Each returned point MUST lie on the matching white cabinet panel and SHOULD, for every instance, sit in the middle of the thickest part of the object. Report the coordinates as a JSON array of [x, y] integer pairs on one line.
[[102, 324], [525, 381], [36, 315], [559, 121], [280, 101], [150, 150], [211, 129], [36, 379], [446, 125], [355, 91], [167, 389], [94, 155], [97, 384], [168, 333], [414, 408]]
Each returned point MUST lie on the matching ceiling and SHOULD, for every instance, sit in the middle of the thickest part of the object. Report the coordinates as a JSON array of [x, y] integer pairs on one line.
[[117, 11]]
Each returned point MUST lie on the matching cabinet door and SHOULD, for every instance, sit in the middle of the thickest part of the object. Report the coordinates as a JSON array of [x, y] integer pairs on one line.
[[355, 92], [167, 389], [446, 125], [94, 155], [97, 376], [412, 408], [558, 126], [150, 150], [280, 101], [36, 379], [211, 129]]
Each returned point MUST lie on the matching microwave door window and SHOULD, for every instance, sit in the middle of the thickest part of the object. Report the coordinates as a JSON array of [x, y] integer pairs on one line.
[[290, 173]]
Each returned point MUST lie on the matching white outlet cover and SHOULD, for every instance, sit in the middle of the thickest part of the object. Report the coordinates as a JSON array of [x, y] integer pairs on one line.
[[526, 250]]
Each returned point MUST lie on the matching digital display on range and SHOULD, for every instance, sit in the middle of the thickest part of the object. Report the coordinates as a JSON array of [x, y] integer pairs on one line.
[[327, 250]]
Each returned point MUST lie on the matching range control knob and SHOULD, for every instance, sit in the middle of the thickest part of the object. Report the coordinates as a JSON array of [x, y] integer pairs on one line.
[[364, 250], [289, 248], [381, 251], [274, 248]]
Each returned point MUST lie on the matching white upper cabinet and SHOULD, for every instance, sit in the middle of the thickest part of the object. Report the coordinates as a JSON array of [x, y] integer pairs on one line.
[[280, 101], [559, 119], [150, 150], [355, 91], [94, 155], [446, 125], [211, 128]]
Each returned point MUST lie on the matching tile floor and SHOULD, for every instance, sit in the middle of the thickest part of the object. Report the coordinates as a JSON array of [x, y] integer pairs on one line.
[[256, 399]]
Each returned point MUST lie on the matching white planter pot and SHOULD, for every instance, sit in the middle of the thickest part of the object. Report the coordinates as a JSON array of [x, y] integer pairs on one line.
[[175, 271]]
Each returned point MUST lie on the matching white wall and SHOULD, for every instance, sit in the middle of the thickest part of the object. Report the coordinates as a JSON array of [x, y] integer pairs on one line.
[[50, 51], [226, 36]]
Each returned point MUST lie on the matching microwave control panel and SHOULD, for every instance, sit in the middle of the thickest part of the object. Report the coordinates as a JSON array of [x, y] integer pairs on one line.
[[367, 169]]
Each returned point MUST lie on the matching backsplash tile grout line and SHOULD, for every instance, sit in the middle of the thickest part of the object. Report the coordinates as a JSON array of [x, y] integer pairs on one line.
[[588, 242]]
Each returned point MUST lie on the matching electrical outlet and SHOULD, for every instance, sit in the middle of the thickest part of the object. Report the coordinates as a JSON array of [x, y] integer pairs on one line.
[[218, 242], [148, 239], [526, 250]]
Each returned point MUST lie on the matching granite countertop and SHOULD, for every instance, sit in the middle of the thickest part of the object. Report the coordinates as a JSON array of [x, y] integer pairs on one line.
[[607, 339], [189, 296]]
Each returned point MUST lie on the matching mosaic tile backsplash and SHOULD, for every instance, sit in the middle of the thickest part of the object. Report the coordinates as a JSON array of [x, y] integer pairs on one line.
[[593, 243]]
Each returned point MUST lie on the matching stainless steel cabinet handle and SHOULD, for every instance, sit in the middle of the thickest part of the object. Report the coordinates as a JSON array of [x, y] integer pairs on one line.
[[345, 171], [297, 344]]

• _Work request_
In full and without change, transcribe every line of the records above.

• _Written response_
Each returned point MUST lie on the matching white cabinet panel and SHOULD, for every instance, sit in the middle of the thickest part of the object. Report the coordinates as a JSON array of [x, y] integer pairs on one line.
[[102, 324], [525, 381], [36, 315], [559, 121], [280, 101], [150, 150], [211, 129], [36, 379], [446, 125], [355, 91], [167, 389], [94, 155], [97, 384], [168, 333], [414, 408]]
Each returned point MUST lie on the matching ceiling and SHOULD, for every instance, sit in the middle of the thickest part of the object. Report the coordinates as a JSON array of [x, y] integer pairs on one line.
[[117, 11]]
Each returned point MUST lie on the matching cabinet door and SHOULD, for every instance, sit in the middle of the thickest part of the object. Report the coordinates as a JSON array of [x, y] integer pairs on one line.
[[355, 92], [167, 389], [446, 125], [94, 155], [97, 376], [412, 408], [558, 126], [150, 150], [280, 101], [36, 379], [211, 129]]
Each returned point MUST lie on the matching microwave door window and SHOULD, for every instance, sit in the middle of the thickest part of the object. Report the coordinates as a JSON array of [x, y] integer pairs on one line.
[[290, 173]]
Each returned point MUST lie on the matching white outlet cover and SHOULD, for every instance, sit in the middle of the thickest part of the object. Report the coordinates as a JSON array of [x, y] integer pairs on one line.
[[526, 250]]
Each returned point MUST lie on the matching digital display on range and SHOULD, for every instance, sit in the middle of the thickest part of the object. Report the coordinates as a JSON array of [x, y] integer pairs on one line.
[[327, 250]]
Each returned point MUST lie on the matching range control knob and SHOULD, for every instance, sit in the middle of the thickest part of the object. Report the coordinates as a JSON array of [x, y] integer pairs on one line.
[[364, 250], [289, 248], [381, 251], [274, 248]]
Each returned point MUST lie on the matching white upper cabinet and SHOULD, for every instance, sit in the middle of the thickest part of the object. Report the coordinates as a JSON array of [x, y] integer pairs on one line.
[[280, 101], [559, 119], [150, 150], [355, 91], [94, 155], [446, 125], [211, 128]]
Each returned point MUST lie on the matching tile floor and SHOULD, for every instance, sit in the middle of the thickest part of the object. Report the coordinates as a JSON array of [x, y] integer pairs on one line.
[[256, 399]]
Each returned point MUST lie on the matching white planter pot and SHOULD, for every instance, sit in the middle of the thickest part of the object. Report the coordinates as a JSON array of [x, y] integer pairs on one line.
[[175, 271]]
Each returned point MUST lie on the matching white wall and SHOULD, for every instance, sit in the middle of the thickest part of the object. Report the coordinates as a JSON array of [x, y] integer pairs on one line.
[[50, 51], [226, 36]]
Each returned point MUST lie on the matching microwave control panel and SHOULD, for every instance, sit in the middle of the thickest part of the object. Report the coordinates as a JSON array of [x, y] integer pairs on one line.
[[367, 169]]
Each returned point MUST lie on the matching backsplash tile grout line and SHOULD, for every instance, sit in the middle of the thickest part of the object. Report the coordinates as a JSON array of [x, y] integer pairs on one line.
[[588, 242]]
Each returned point MUST lie on the matching electrical outlet and SHOULD, for every instance, sit in the middle of the thickest part of the object. Report the coordinates as a JSON array of [x, y] integer pairs on one line.
[[218, 242], [148, 239], [526, 250]]
Each returned point MUST lie on the matching granite countertop and SHOULD, for every instance, sit in the middle of the thickest part of the object. Report the coordinates as a JSON array of [x, y] integer pairs on one line.
[[607, 339], [189, 296]]
Each returned point MUST lie on the matching mosaic tile backsplash and SHOULD, for every instance, sit in the middle of the thickest part of the object. Report the coordinates as a JSON array of [x, y] integer pairs on one line.
[[593, 243]]
Each returned point MUST lie on the matching stainless steel cabinet handle and SHOULD, for every instance, sit in the middle of the thickest part of the object. Report the coordinates as a JSON array of [x, y] integer pairs on one line.
[[345, 171], [297, 344]]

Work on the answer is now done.